I have two apps sending tcp packages, both written in python 2. When client sends tcp packets to server too fast, the packets get concatenated. Is there a way to make python recover only last sent package from socket? I will be sending files with it, so I cannot just use some character as packet terminator, because I don't know the content of the file.
TCP uses packets for transmission, but it is not exposed to the application. Instead, the TCP layer may decide how to break the data into packets, even fragments, and how to deliver them. Often, this happens because of the unterlying network topology.
From an application point of view, you should consider a TCP connection as a stream of octets, i.e. your data unit is the byte, not a packet.
If you want to transmit "packets", use a datagram-oriented protocol such as UDP (but beware, there are size limits for such packets, and with UDP you need to take care of retransmissions yourself), or wrap them manually. For example, you could always send the packet length first, then the payload, over TCP. On the other side, read the size first, then you know how many bytes need to follow (beware, you may need to read more than once to get everything, because of fragmentation). Here, TCP will take care of in-order delivery and retransmission, so this is easier.
TCP is a streaming protocol, which doesn't expose individual packets. While reading from stream and getting packets might work in some configurations, it will break with even minor changes to operating system or networking hardware involved.
To resolve the issue, use a higher-level protocol to mark file boundaries. For example, you can prefix the file with its length in octets (bytes). Or, you can switch to a protocol that already handles this kind of stuff, like http.
First you need to know if the packet is combined before it is sent or after. Use wireshark to check it the sender is sending one packet or two. If it is sending one, then your fix is to call flush() after each write. I do not know the answer if the receiver is combining packets after receiving them.
You could change what you are sending. You could send bytes sent, followed by the bytes. Then the other side would know how many bytes to read.
Normally, TCP_NODELAY prevents that. But there are very few situations where you need to switch that on. One of the few valid ones are telnet style applications.
What you need is a protocol on top of the tcp connection. Think of the TCP connection as a pipe. You put things in one end of the pipe and get them out of the other. You cannot just send a file through this without both ends being coordinated. You have recognised you don't know how big it is and where it ends. This is your problem. Protocols take care of this. You don't have a protocol and so what you're writing is never going to be robust.
You say you don't know the length. Get the length of the file and transmit that in a header, followed by the number of bytes.
For example, if the header is a 64bits which is the length, then when you receive your header at the server end, you read the 64bit number as the length and then keep reading until the end of the file which should be the length.
Of course, this is extremely simplistic but that's the basics of it.
In fact, you don't have to design your own protocol. You could go to the internet and use an existing protocol. Such as HTTP.

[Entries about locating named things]
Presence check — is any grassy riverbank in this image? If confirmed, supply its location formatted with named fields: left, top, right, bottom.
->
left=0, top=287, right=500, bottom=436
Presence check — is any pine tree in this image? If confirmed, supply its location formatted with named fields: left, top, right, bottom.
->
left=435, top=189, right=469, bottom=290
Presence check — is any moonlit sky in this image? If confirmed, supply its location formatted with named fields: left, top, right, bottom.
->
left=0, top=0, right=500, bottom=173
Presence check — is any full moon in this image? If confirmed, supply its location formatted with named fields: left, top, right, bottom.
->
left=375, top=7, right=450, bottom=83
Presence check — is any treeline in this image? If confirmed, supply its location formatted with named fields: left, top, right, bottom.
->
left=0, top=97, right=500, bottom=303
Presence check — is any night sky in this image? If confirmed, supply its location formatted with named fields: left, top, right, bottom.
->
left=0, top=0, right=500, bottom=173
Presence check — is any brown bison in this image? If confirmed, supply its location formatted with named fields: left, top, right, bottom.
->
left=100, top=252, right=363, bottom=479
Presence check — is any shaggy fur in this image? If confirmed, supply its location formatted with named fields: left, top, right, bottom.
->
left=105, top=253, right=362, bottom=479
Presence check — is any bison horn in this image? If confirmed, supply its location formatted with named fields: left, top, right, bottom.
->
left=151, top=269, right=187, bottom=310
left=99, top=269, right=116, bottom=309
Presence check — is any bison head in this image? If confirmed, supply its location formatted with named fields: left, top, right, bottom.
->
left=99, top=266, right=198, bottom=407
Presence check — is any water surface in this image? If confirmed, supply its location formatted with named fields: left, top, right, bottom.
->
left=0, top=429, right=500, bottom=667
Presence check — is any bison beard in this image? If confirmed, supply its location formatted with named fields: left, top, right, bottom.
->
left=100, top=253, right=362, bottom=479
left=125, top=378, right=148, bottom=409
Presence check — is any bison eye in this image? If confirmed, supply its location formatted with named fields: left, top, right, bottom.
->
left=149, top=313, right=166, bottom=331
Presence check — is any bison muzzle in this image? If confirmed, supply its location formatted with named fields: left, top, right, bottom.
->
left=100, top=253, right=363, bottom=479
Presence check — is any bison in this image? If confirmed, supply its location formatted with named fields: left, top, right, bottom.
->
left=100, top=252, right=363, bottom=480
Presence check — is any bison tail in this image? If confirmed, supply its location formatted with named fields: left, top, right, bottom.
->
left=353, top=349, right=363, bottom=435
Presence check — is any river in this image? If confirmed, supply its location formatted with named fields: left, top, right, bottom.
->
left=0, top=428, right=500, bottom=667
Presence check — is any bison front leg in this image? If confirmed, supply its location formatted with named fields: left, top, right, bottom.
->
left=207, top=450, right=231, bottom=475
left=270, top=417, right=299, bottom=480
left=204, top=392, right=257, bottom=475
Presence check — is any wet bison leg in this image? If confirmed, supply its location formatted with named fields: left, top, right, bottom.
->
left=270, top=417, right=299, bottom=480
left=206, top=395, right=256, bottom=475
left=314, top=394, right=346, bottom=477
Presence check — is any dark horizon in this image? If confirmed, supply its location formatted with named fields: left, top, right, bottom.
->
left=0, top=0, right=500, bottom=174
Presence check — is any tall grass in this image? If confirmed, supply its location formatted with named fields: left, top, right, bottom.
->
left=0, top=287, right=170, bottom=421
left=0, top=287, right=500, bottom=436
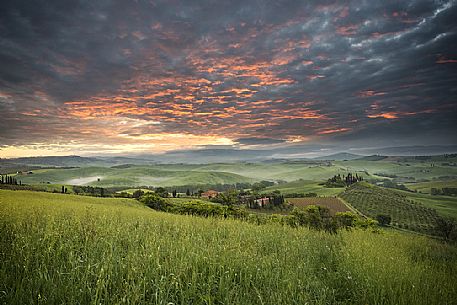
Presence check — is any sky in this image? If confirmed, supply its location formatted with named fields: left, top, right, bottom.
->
left=0, top=0, right=457, bottom=157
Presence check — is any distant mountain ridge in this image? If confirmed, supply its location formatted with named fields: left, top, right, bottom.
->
left=313, top=152, right=364, bottom=161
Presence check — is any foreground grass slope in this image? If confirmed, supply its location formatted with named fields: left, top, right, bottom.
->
left=0, top=191, right=457, bottom=304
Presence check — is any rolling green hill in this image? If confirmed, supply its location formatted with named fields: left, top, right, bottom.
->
left=262, top=180, right=344, bottom=196
left=340, top=182, right=440, bottom=234
left=13, top=166, right=255, bottom=187
left=0, top=190, right=457, bottom=305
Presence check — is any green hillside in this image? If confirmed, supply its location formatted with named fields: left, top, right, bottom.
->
left=0, top=190, right=457, bottom=304
left=17, top=166, right=255, bottom=187
left=262, top=180, right=344, bottom=196
left=340, top=182, right=440, bottom=234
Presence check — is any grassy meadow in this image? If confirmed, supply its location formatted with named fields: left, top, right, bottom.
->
left=0, top=190, right=457, bottom=304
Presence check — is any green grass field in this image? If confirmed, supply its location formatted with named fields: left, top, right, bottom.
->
left=340, top=182, right=440, bottom=234
left=395, top=190, right=457, bottom=219
left=262, top=180, right=344, bottom=196
left=0, top=190, right=457, bottom=305
left=8, top=159, right=457, bottom=189
left=406, top=180, right=457, bottom=194
left=286, top=197, right=351, bottom=215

_What is asked:_
(a) Rewrite the TCP thread starting with "Normally, TCP_NODELAY prevents" and going on through "telnet style applications.", replacing "telnet" with "SSH".
(b) In the TCP thread, what tool is suggested for checking whether the sender is sending one packet or two?
(c) Do these statements agree with the TCP thread? Answer yes or no for each and quote the words that decide it. (i) Both apps are written in Python 3. (ii) With UDP, you have to handle retransmissions yourself. (iii) HTTP is named as an existing protocol that could be used.
These lines have no connection to the TCP thread.

_Solutions for each task:_
(a)
Normally, TCP_NODELAY prevents that. But there are very few situations where you need to switch that on. One of the few valid ones are SSH style applications.

(b) Wireshark.

(c)
(i) No: "both written in python 2"
(ii) Yes: "with UDP you need to take care of retransmissions yourself"
(iii) Yes: "You could go to the internet and use an existing protocol. Such as HTTP."